▸ **How to complete this task**
Could you return the whole listing exactly?

─── Material for this task ───

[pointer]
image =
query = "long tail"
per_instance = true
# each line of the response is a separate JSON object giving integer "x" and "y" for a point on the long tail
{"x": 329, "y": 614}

───

▸ **Solution for this exercise**
[pointer]
image =
query = "long tail"
per_instance = true
# each line of the response is a separate JSON object giving integer "x" and "y" for a point on the long tail
{"x": 329, "y": 614}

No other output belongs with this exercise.